私が尊敬しているのは妻だ。なぜなら病気の義理の父に毎日メールを送り続けたから

前回の記事(↓)の続きです。

yoshi-tankun.hatenablog.com

 

長男と妻が中学受験を最後まで戦えたのは円陣のおかげだと思う」のコメント欄にも書きましたが、前回と今回の記事を書こうと思ったきっかけは、百笑一気さんからのコメントでした。私にとっても重要な体験でしたので、きっかけを与えていただけたこと、大変ありがたく思っています。

 

話の続きを始めます。

 

今から十数年前のある日、職場にいた私に母から電話がかかってきた。電話越しでも、母の様子が尋常では無いことが伝わってきた。ようやく絞り出した声で母は、父が命に関わる病気にかかり、回復の見込みはほぼ無い、ということを私に伝えてきた。
◇ ◇ ◇ ◇ ◇
§ 練習問題:
#1 本文のうち、「前回の記事(↓)の続きです。」で始まり「大変ありがたく思っています。」に至るまでの部分を、一字一句そのまま書き写してください。
#2 妻への尊敬を語る本文は、母からの電話の場面で終わっています。その最後の文に続けて、この先を書いてください。

§ データセットの項目:
◇ ◇ ◇ ◇ ◇
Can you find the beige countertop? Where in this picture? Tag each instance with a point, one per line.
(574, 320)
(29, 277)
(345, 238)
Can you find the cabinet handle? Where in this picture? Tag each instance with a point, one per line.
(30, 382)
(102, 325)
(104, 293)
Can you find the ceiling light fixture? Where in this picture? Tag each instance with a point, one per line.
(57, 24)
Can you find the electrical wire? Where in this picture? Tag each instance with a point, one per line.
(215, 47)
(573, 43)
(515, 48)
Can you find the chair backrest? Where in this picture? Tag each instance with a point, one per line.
◇ ◇ ◇ ◇ ◇
§ 解答例:
#1
前回の記事(↓)の続きです。

yoshi-tankun.hatenablog.com

 

長男と妻が中学受験を最後まで戦えたのは円陣のおかげだと思う」のコメント欄にも書きましたが、前回と今回の記事を書こうと思ったきっかけは、百笑一気さんからのコメントでした。私にとっても重要な体験でしたので、きっかけを与えていただけたこと、大変ありがたく思っています。

#2
 

電話が終わってしばらくの間、私は実感が湧かないでいた。ほんの数ヶ月前、私と妻と父母で夕飯を食べに行った時、私が車の運転をするからといって、父に酒を勧めたら、本当に嬉しそうに飲んでいたのに。思えば、子供3人を育て、外食も極力控えていた父にとって、外でお酒を飲めるなんてほんとうに珍しい機会だったのだろうな。こんなに喜んでくるなら、これからはもっとこういう機会を持っていいかもしれない。そんなことを考えていた時期だったのだ。

 

電話を受けてからおよそ10ヶ月間の闘病の末、父は死んだ。食道癌だったのだ。発見した時点ですでに治療が不可能なほど病状は進行していたのだ。電話をもらってすぐに父に会いに行き、そこですぐに悟ったのだ。ああ、もう父は長く無いのだな、と。いろんな思いが去来した。これから楽しくなる時期だったのに。これまで親子の会話はほとんどなかったから、この間のような外食をもっとしようと思っていたのに。親孝行をもっとしようと思っていたところだったのに。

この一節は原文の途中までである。